* [APPLY WHAT YOU READ]
(a) Name every kind of engineer that the broadcast engineer career profile describes under "What Do They Do?", not counting Broadcast Engineers themselves.
(b) From the broadcast engineer career profile, write out the passage starting with "Support Engineers can" and going on through "and building things.", changing "problem solving" to "troubleshooting".

* [PASSAGE FOR REVIEW]

· · · · ·

Technology & Events
Also known as: Systems Engineer, Project Engineer
Career Level: Mid-Level
What Do They Do?
Broadcast Engineers look after the technical equipment in a radio station: maintaining it, fixing it when it breaks, and bringing in new equipment when required.
There are different types of Broadcast Engineers who work within radio and audio – from Audio Engineers who literally look after microphones and studio desks, to the Transmission Engineers who make sure the giant radio transmitters are functioning.
There are also Systems Engineers who join it all together, connecting the microphones, mixers and playout systems together to create the final signals the audience gets to hear.
Support Engineers can look after everything, or may specialise in certain areas such as playout, IT or electrical systems.
Project Engineers look at future proofing technology in studios, fitting “just one more microphone” or installing a whole extra studio. Operational Engineers can build and operate outside broadcasts and other broadcast events.
The tasks involved with this role will vary from station to station and project to project, but it will involve a lot of problem solving, understanding broadcast systems and getting stuck in to fixing and building things.
Who Do They Work With?
- Engineers will work across the radio station – with any programme teams or presenters that need help, and with operational teams.
- They will also liaise with members of their engineering team, including schedulers and co-ordinators who make sure that shifts are staffed by people with the right skills.
- They will likely report to a team leader, or directly to the Head of Engineering.
What Skills Do I Need?
- Engineers need to be patient and calm as they’re often working in high pressure situations
- Engineers are inquisitive by nature and have a deep curiosity and understanding of technology.They are born problem solvers and they want to help.

· · · · ·

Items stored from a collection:

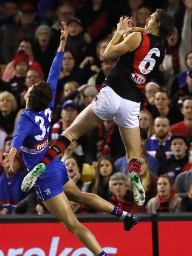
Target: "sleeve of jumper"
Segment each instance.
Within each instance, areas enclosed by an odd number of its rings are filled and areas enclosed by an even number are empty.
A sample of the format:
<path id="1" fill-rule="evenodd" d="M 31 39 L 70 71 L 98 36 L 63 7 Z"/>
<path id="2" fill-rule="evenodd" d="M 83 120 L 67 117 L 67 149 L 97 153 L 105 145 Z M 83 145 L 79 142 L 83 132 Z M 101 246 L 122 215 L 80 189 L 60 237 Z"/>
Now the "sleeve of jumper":
<path id="1" fill-rule="evenodd" d="M 57 82 L 62 67 L 63 56 L 64 52 L 57 52 L 56 53 L 47 80 L 47 83 L 50 85 L 53 92 L 53 99 L 49 106 L 52 109 L 54 107 Z"/>
<path id="2" fill-rule="evenodd" d="M 18 150 L 22 146 L 24 140 L 32 129 L 32 126 L 33 123 L 29 117 L 24 114 L 21 115 L 14 133 L 11 147 L 15 147 Z"/>

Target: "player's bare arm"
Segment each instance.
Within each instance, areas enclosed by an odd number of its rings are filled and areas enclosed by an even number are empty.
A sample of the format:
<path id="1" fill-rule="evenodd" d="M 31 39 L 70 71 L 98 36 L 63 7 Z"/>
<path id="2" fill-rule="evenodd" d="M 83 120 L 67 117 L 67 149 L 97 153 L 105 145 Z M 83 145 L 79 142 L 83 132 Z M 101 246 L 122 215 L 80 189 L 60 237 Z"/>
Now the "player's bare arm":
<path id="1" fill-rule="evenodd" d="M 123 55 L 127 52 L 135 50 L 140 45 L 142 36 L 140 32 L 134 32 L 129 34 L 121 43 L 119 43 L 124 33 L 135 29 L 132 27 L 132 18 L 121 17 L 117 24 L 117 31 L 109 43 L 104 54 L 104 59 L 112 59 Z"/>

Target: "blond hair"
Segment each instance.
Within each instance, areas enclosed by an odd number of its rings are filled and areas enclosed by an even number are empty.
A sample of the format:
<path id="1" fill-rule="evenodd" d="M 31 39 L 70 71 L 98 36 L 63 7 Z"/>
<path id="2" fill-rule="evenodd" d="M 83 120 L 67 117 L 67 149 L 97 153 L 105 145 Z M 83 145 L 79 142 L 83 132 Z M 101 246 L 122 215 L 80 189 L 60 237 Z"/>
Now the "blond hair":
<path id="1" fill-rule="evenodd" d="M 15 111 L 17 108 L 17 103 L 16 99 L 13 95 L 10 92 L 5 91 L 2 92 L 0 92 L 0 102 L 4 99 L 6 99 L 12 103 L 12 111 Z"/>

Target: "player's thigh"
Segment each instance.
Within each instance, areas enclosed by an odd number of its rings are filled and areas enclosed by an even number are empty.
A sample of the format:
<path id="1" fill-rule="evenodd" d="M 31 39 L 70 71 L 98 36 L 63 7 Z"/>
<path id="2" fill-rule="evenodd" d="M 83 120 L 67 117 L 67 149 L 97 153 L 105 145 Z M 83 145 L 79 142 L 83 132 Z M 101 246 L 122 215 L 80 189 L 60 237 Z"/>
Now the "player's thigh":
<path id="1" fill-rule="evenodd" d="M 102 122 L 103 120 L 94 113 L 91 104 L 89 104 L 78 115 L 71 125 L 63 132 L 63 135 L 70 133 L 79 137 L 97 127 Z"/>
<path id="2" fill-rule="evenodd" d="M 68 229 L 72 229 L 78 224 L 77 220 L 64 192 L 43 201 L 44 204 L 58 220 Z"/>
<path id="3" fill-rule="evenodd" d="M 64 185 L 63 190 L 69 200 L 77 202 L 81 201 L 83 192 L 71 179 Z"/>
<path id="4" fill-rule="evenodd" d="M 118 126 L 118 128 L 128 156 L 140 159 L 141 148 L 139 126 L 127 128 Z"/>

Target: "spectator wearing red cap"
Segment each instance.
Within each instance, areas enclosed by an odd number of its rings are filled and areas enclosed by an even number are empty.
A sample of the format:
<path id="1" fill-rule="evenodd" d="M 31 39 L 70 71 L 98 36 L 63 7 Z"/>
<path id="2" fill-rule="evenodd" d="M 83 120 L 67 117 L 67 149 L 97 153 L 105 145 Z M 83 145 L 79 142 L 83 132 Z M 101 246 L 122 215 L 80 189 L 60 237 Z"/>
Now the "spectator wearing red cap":
<path id="1" fill-rule="evenodd" d="M 20 93 L 25 87 L 26 76 L 29 68 L 29 57 L 24 50 L 20 50 L 15 55 L 13 65 L 15 75 L 9 81 L 9 91 L 19 103 Z"/>
<path id="2" fill-rule="evenodd" d="M 38 62 L 34 60 L 32 43 L 29 39 L 24 38 L 20 40 L 17 52 L 18 52 L 21 50 L 23 50 L 29 56 L 29 68 L 37 70 L 39 73 L 41 79 L 44 80 L 44 72 L 42 67 Z M 15 75 L 15 72 L 13 60 L 7 64 L 2 74 L 2 79 L 8 82 Z"/>
<path id="3" fill-rule="evenodd" d="M 5 25 L 2 28 L 1 55 L 3 61 L 8 63 L 16 52 L 19 40 L 24 37 L 32 41 L 37 27 L 35 9 L 31 2 L 24 1 L 20 6 L 17 24 Z"/>

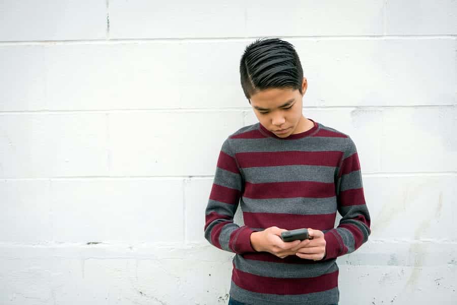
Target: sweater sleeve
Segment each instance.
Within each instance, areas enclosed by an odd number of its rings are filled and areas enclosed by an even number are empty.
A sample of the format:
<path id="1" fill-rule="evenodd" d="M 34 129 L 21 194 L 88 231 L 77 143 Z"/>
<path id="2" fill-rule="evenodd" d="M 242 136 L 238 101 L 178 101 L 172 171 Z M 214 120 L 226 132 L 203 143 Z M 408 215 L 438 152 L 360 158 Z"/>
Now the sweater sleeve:
<path id="1" fill-rule="evenodd" d="M 342 218 L 337 228 L 324 233 L 323 259 L 354 251 L 368 240 L 371 233 L 357 149 L 352 139 L 348 137 L 348 140 L 336 177 L 337 208 Z"/>
<path id="2" fill-rule="evenodd" d="M 256 231 L 233 222 L 243 188 L 243 179 L 227 138 L 219 152 L 205 211 L 204 230 L 210 243 L 234 253 L 256 252 L 250 241 L 251 233 Z"/>

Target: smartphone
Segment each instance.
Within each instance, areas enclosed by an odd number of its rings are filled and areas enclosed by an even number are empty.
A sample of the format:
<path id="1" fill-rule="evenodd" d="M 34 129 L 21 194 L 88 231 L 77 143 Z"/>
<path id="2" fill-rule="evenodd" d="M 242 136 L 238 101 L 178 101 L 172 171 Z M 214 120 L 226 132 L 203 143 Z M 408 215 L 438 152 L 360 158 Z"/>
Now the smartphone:
<path id="1" fill-rule="evenodd" d="M 297 229 L 285 231 L 281 233 L 281 239 L 283 241 L 292 241 L 299 239 L 312 239 L 313 237 L 309 236 L 308 233 L 308 229 Z"/>

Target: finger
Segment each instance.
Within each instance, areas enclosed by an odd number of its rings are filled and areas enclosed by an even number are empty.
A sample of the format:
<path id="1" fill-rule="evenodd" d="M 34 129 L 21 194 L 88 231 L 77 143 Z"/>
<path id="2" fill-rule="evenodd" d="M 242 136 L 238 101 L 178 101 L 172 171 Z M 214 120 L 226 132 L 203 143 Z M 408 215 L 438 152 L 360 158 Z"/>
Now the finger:
<path id="1" fill-rule="evenodd" d="M 303 248 L 304 247 L 308 246 L 308 244 L 309 244 L 310 240 L 309 239 L 305 239 L 304 240 L 302 240 L 300 243 L 297 245 L 296 246 L 290 249 L 290 250 L 292 251 L 295 251 L 301 248 Z"/>
<path id="2" fill-rule="evenodd" d="M 285 250 L 290 250 L 290 248 L 297 247 L 300 244 L 300 240 L 293 240 L 292 241 L 283 241 L 282 249 Z"/>
<path id="3" fill-rule="evenodd" d="M 323 232 L 320 230 L 313 230 L 311 228 L 308 228 L 308 234 L 313 238 L 318 238 L 324 236 Z"/>
<path id="4" fill-rule="evenodd" d="M 297 252 L 296 254 L 296 255 L 297 255 L 300 258 L 303 258 L 305 259 L 312 259 L 314 261 L 322 259 L 322 255 L 321 254 L 303 254 L 302 253 L 299 253 L 298 252 Z"/>
<path id="5" fill-rule="evenodd" d="M 300 248 L 297 250 L 297 253 L 302 253 L 303 254 L 314 254 L 315 253 L 319 253 L 322 252 L 322 248 L 320 247 L 313 247 L 308 248 Z"/>

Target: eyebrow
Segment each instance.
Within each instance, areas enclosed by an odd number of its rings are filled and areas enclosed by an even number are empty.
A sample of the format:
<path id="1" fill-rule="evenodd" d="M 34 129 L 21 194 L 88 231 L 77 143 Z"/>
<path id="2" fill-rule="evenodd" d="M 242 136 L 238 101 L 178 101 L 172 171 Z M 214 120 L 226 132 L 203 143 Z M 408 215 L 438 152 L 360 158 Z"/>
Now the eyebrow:
<path id="1" fill-rule="evenodd" d="M 290 100 L 289 100 L 288 101 L 287 101 L 285 103 L 283 104 L 282 105 L 281 105 L 281 106 L 279 106 L 279 107 L 278 107 L 278 108 L 281 108 L 281 107 L 284 107 L 284 106 L 287 106 L 287 105 L 289 105 L 291 103 L 292 103 L 292 102 L 293 102 L 293 100 L 295 100 L 295 99 L 290 99 Z M 268 108 L 263 108 L 261 107 L 258 107 L 258 106 L 253 106 L 253 107 L 254 107 L 254 108 L 255 108 L 256 109 L 257 109 L 257 110 L 266 111 L 266 110 L 270 110 L 270 109 L 269 109 Z"/>

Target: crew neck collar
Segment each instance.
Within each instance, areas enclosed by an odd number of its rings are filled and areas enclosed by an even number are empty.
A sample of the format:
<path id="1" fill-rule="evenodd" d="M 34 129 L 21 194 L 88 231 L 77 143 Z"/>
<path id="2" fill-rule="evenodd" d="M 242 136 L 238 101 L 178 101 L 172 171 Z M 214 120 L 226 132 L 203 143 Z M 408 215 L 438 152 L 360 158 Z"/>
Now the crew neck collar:
<path id="1" fill-rule="evenodd" d="M 265 135 L 268 136 L 269 137 L 271 137 L 272 138 L 274 138 L 275 139 L 278 139 L 278 140 L 293 140 L 295 139 L 301 139 L 302 138 L 308 137 L 311 135 L 313 134 L 320 128 L 320 127 L 319 127 L 319 124 L 318 123 L 316 123 L 313 119 L 309 117 L 307 117 L 307 118 L 312 121 L 314 126 L 313 126 L 310 129 L 308 129 L 306 131 L 304 131 L 303 132 L 301 132 L 297 134 L 292 134 L 288 137 L 285 137 L 284 138 L 278 137 L 272 131 L 268 130 L 266 128 L 265 128 L 265 126 L 262 125 L 260 123 L 260 122 L 259 122 L 258 123 L 259 130 L 262 133 L 264 134 Z"/>

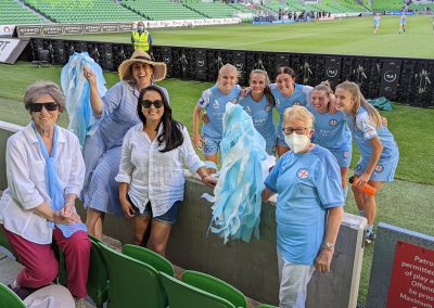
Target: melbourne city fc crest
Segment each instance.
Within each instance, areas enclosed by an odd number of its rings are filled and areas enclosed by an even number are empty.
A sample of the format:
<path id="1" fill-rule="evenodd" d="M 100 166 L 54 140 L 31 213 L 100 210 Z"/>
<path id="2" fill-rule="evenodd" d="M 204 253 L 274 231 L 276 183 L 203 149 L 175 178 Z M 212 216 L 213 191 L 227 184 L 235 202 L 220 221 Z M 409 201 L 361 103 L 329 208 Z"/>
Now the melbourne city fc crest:
<path id="1" fill-rule="evenodd" d="M 309 175 L 310 175 L 309 169 L 302 168 L 302 169 L 298 169 L 298 171 L 297 171 L 297 178 L 301 180 L 307 179 L 309 177 Z"/>
<path id="2" fill-rule="evenodd" d="M 381 171 L 383 171 L 384 170 L 384 167 L 383 167 L 383 165 L 376 165 L 375 166 L 375 172 L 381 172 Z"/>

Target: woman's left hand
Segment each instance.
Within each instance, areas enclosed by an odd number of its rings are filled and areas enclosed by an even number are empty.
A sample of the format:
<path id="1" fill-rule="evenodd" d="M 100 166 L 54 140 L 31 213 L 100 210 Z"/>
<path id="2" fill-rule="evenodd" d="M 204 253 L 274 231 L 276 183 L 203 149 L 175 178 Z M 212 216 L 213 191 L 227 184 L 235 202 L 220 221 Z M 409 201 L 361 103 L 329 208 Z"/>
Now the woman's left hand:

· · · · ·

* [ANSWERS FOR THE TASKS]
(a) Audio Engineers, Transmission Engineers, Systems Engineers, Support Engineers, Project Engineers, Operational Engineers

(b)
Support Engineers can look after everything, or may specialise in certain areas such as playout, IT or electrical systems.
Project Engineers look at future proofing technology in studios, fitting “just one more microphone” or installing a whole extra studio. Operational Engineers can build and operate outside broadcasts and other broadcast events.
The tasks involved with this role will vary from station to station and project to project, but it will involve a lot of troubleshooting, understanding broadcast systems and getting stuck in to fixing and building things.